Stored data entries
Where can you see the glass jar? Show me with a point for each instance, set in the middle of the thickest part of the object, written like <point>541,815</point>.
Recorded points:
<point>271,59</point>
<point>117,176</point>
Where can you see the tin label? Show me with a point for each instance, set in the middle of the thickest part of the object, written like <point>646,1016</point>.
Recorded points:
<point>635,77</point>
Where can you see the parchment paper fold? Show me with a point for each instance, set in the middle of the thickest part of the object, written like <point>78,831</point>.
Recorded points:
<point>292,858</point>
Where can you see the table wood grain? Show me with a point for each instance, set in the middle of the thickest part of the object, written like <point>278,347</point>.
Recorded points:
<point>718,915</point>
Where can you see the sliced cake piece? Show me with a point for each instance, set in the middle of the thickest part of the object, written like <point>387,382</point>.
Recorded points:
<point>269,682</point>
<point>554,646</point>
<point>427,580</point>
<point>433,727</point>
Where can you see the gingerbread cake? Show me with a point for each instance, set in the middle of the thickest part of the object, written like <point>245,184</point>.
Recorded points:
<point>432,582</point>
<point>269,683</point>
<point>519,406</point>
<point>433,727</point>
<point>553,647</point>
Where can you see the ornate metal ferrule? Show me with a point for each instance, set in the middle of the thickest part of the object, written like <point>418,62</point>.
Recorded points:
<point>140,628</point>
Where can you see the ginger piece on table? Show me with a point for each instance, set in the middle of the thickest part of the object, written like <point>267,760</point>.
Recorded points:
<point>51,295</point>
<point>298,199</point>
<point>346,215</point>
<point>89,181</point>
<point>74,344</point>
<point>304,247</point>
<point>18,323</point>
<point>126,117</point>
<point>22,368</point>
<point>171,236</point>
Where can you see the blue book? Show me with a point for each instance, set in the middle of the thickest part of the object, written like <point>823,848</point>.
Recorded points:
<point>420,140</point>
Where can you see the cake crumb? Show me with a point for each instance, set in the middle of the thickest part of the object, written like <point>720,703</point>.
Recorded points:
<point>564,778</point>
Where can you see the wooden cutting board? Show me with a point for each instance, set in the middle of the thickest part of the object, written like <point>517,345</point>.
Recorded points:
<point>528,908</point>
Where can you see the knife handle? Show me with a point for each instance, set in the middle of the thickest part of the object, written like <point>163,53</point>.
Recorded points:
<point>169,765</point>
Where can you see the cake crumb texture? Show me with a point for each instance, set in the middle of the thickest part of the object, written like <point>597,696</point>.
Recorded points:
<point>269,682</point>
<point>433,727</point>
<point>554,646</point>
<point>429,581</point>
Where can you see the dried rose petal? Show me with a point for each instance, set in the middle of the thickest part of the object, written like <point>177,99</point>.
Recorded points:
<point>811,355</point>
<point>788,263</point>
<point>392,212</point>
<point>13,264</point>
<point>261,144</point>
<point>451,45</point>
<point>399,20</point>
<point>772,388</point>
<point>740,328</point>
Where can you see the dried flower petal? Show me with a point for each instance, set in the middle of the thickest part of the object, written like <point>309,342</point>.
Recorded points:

• **Work required**
Reproduce all of the records above word for word, without changing anything.

• **Output**
Where can you see the glass jar? Show me with a point for each instance, set in the middle of the thickest part of the object, written like <point>541,815</point>.
Recorded points:
<point>271,59</point>
<point>117,176</point>
Where can you see the tin label? Show me with a point for each instance, set in the middle of the thickest part of the object, written like <point>646,1016</point>.
Recorded points:
<point>635,77</point>
Where can you see the parchment paper fold? Show me with a point for each instance, set in the middle of the thickest part of the object, written like <point>78,831</point>.
Recorded points:
<point>292,858</point>
Where can you see the table wood grain? Show me with a point for each instance, set in the middle of the thickest part of the object, written like <point>278,347</point>.
Recorded points:
<point>718,915</point>
Where can you see the sliced cake piece? Show me with a point for each instance, set in the middle of the thickest part of the object, written like <point>387,382</point>.
Recorded points:
<point>269,682</point>
<point>554,646</point>
<point>427,580</point>
<point>433,727</point>
Where can you see the gingerbread cake? Show me with a point for each instance, set in the middle of the thickest part of the object, written like <point>245,184</point>.
Recorded points:
<point>432,582</point>
<point>269,683</point>
<point>519,406</point>
<point>433,727</point>
<point>553,647</point>
Where can you see the ornate metal ferrule? Show me with a point for each instance, set in the middle of the thickest part of the object, written like <point>418,62</point>.
Recorded points:
<point>140,628</point>
Where can you see the ginger piece on table? Show me with a point for each instance, set in the middle of the thickest part of the object, written like <point>267,760</point>.
Recorded points:
<point>51,295</point>
<point>298,199</point>
<point>346,215</point>
<point>89,181</point>
<point>74,344</point>
<point>304,247</point>
<point>18,323</point>
<point>126,117</point>
<point>22,368</point>
<point>171,236</point>
Where can you see the blue book? Show me with a point for each instance, set in the middle of the thickest part of the object, written like <point>823,848</point>.
Recorded points:
<point>420,140</point>
Where can you see the cake crumb? Show me with a point for each instance, set in the middle of the thickest part of the object, written like <point>720,703</point>.
Recorded points:
<point>564,778</point>
Where can you see the wooden cutting board? Show me with a point for each instance, set in the middle of the thickest part of the object, written like <point>517,345</point>.
Recorded points:
<point>528,908</point>
Where can you see the knife handle? Show me with a point for each instance, set in the middle of the thickest part of the object, written like <point>163,53</point>.
Recorded points:
<point>169,765</point>
Where can you see the cake crumb texture? Show me with a point for each instance, set in the middle of the thickest part of the object, written like <point>597,696</point>.
Recorded points:
<point>269,682</point>
<point>433,727</point>
<point>554,646</point>
<point>429,581</point>
Where can you see the dried rose petal? Show me with a point for each instance, set in the middle of the thickest part of the object, written like <point>177,99</point>.
Recorded points:
<point>811,355</point>
<point>788,263</point>
<point>392,212</point>
<point>13,264</point>
<point>261,144</point>
<point>451,45</point>
<point>399,20</point>
<point>772,388</point>
<point>740,328</point>
Where can you see the dried flower petal? Show me with a point for each instance, set in the middle of the thickest part of the object, written like <point>309,342</point>.
Recorded points:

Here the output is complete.